→ Work to complete
Starting at the line that contains "In this exercise you will locate the sea", return every line through the end of the entries below, exactly and with nothing else.

Entries shown Block Start

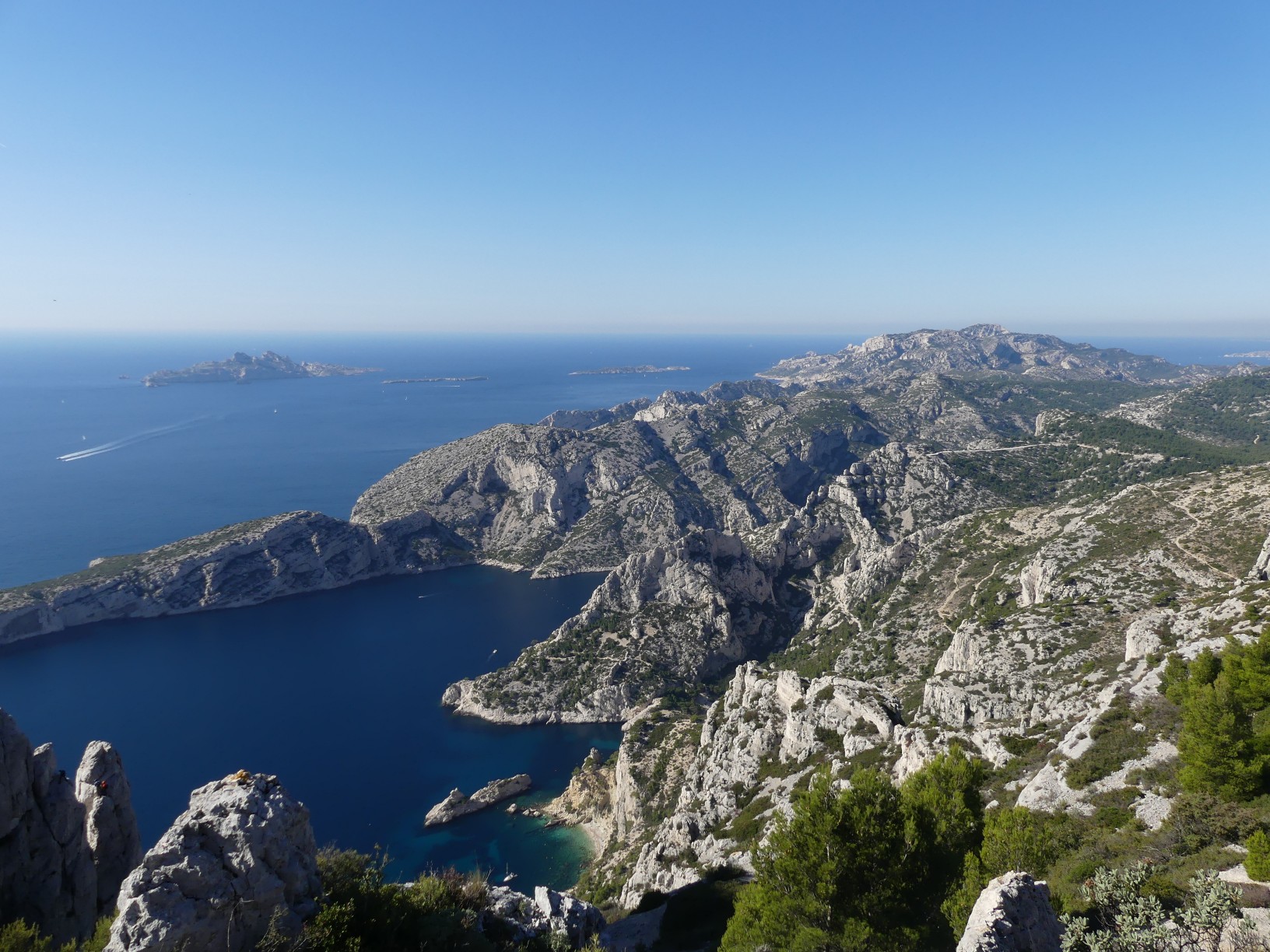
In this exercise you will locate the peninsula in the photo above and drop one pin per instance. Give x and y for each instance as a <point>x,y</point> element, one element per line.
<point>434,380</point>
<point>244,369</point>
<point>640,369</point>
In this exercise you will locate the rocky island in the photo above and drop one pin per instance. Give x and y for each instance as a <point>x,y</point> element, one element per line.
<point>244,369</point>
<point>640,369</point>
<point>458,803</point>
<point>434,380</point>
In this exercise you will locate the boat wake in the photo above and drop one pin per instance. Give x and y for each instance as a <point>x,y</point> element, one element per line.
<point>130,441</point>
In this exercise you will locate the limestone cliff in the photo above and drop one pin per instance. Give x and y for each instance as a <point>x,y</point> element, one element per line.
<point>1012,914</point>
<point>239,565</point>
<point>61,859</point>
<point>240,853</point>
<point>676,614</point>
<point>978,348</point>
<point>111,823</point>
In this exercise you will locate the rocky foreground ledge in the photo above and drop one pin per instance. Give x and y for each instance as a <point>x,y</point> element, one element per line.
<point>458,803</point>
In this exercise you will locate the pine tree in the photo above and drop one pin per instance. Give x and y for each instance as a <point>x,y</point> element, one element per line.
<point>851,869</point>
<point>1018,839</point>
<point>1216,745</point>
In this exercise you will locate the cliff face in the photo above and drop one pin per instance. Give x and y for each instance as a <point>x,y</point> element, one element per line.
<point>62,845</point>
<point>239,565</point>
<point>980,348</point>
<point>239,856</point>
<point>560,500</point>
<point>673,616</point>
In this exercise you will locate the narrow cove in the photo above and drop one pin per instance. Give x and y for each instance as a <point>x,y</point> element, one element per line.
<point>338,695</point>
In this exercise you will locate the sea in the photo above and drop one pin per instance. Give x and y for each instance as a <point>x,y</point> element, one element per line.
<point>335,692</point>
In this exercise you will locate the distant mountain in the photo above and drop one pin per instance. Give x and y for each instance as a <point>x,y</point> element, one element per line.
<point>244,369</point>
<point>982,348</point>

Entries shown Block End

→ Completed exercise
In this exercise you will locate the sea in the photo above and drop one pin per instance. Give x and y for each instance as a <point>x,y</point> element, one element per line.
<point>335,692</point>
In this exercise you will locate the distant mountain in the photo above and drop one pin per instance. Give x and y for each instance as a <point>x,y</point> element, one element per line.
<point>244,369</point>
<point>982,348</point>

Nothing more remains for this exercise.